**Excerpt:**
-- -- --

# 🌟 what diy recipe did you get from your camper? ✨



## pocky (Apr 3, 2020)

I've noticed that there seems to be a pattern to the sort of recipes certain campers request. So I'm making this thread as a way of gathering more information. 

requested by *marshal* 

ironwood chair
ironwood cart
ironwood bed
requested by *kyle*

ironwood chair
ironwood kitchenette

requested by *punchy*

cardboard sofa
large cardboard boxes


----------



## Lizzie_ (Apr 3, 2020)

*Requested by Dobie:*

Pot
Clothesline
Modeling Clay
*Requested by Eloise:*

Ironwood Dresser
Wooden Chair


----------



## pocky (Apr 3, 2020)

Lizzie_ said:


> *Requested by Dobie:*
> 
> Pot
> Clothesline
> ...



I plan on inviting Dobie to my town next. When I do I'll compare to see if there are any similarities between the requests made in each island.


----------



## cheezu (Apr 3, 2020)

Wow... I don't even have the recipes for many of those so I guess I'll need to hold off inviting the amiibo villagers.


----------



## pocky (Apr 3, 2020)

cheezu said:


> Wow... I don't even have the recipes for many of those so I guess I'll need to hold off inviting the amiibo villagers.



even if you have full dreamies you can still invite amiibos to your campsite for recipes, just don't ask them to move in i suppose


----------



## Mint (Apr 3, 2020)

Requested by *Fang:*

Standard Umbrella Stand


----------



## Hanami (Apr 3, 2020)

Requested by *Willow:*

Coconut Juice
Palm-Tree Lamp


----------



## Marte (Apr 3, 2020)

They give you recipes??? (゜ロ゜) Imma go check!


----------



## Keepitcosmic (Apr 3, 2020)

stitches requested an actual cardboard box.


----------



## debinoresu (Apr 3, 2020)

marshal
-duck model (only one i can remember)
wolfgang
-ironwood bed
pashmina
-iron shelf
-shell lamp

i listed what little i could remember. scanning in tiffany today, will see


----------



## Elin (Apr 3, 2020)

Here's what Muffy requested:

Iron Work Table 
Shell Stool
Iron Garden Table


----------



## Garrett (Apr 3, 2020)

Marshall: ironwood cart

I'm going to invite someone every day just to get new recipes.


----------



## TasticAPL (Apr 22, 2020)

pocky said:


> I've noticed that there seems to be a pattern to the sort of recipes certain campers request. So I'm making this thread as a way of gathering more information.
> 
> requested by *marshal*
> 
> ...

-- -- --

**Material:**

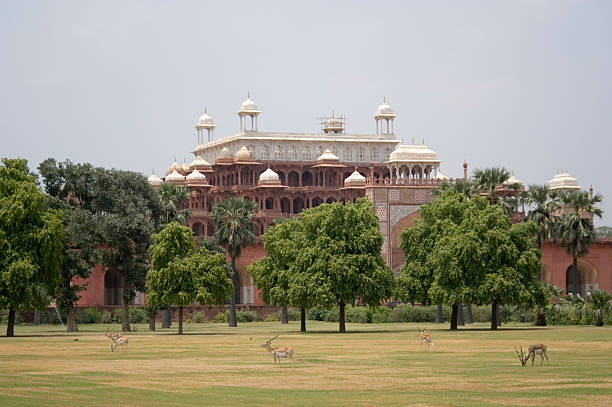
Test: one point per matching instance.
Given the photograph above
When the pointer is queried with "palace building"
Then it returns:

-- -- --

**Given request A:**
Write out the part of the recipe thread starting at "I plan on inviting" and ending at "cheezu (Apr 3, 2020)".
**Given request B:**
In the thread about camper recipes, what recipe did Fang request?
Rely only on the recipe thread above.

**Task result A:**
I plan on inviting Dobie to my town next. When I do I'll compare to see if there are any similarities between the requests made in each island.


----------



## cheezu (Apr 3, 2020)

**Task result B:**
Standard Umbrella Stand